• **Supplied material**
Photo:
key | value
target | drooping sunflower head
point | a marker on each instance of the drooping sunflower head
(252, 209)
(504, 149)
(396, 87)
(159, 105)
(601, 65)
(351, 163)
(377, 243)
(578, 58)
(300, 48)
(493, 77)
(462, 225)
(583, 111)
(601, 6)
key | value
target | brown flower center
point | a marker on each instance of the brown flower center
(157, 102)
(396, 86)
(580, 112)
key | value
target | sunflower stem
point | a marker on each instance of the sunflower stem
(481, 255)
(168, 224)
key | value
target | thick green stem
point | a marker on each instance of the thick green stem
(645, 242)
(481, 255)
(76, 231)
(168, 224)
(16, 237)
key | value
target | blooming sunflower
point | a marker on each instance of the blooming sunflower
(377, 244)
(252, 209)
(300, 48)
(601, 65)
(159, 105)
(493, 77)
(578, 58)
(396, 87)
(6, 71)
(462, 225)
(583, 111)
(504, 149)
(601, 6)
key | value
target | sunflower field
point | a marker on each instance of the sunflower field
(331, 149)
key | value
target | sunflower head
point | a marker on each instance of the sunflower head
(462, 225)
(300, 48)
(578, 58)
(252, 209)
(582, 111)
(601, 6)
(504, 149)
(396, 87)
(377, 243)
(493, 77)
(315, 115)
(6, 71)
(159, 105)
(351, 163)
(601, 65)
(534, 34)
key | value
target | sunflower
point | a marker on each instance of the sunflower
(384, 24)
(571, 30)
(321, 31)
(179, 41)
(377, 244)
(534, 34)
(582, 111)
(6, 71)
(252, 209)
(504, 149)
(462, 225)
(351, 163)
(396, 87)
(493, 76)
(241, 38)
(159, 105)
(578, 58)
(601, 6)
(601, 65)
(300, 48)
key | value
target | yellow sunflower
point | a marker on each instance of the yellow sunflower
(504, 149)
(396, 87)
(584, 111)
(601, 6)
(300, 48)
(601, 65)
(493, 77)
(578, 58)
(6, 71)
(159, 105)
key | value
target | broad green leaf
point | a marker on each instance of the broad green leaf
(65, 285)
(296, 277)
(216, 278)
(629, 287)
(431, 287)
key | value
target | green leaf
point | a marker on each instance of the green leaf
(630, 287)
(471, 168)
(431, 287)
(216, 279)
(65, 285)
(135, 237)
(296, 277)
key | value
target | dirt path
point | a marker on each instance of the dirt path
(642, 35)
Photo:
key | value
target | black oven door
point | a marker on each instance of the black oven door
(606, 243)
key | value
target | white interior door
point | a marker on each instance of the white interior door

• **Problem to solve**
Pull out every line of the records that includes the string "interior".

• **Response**
target | white interior door
point | a marker on each instance of the white interior door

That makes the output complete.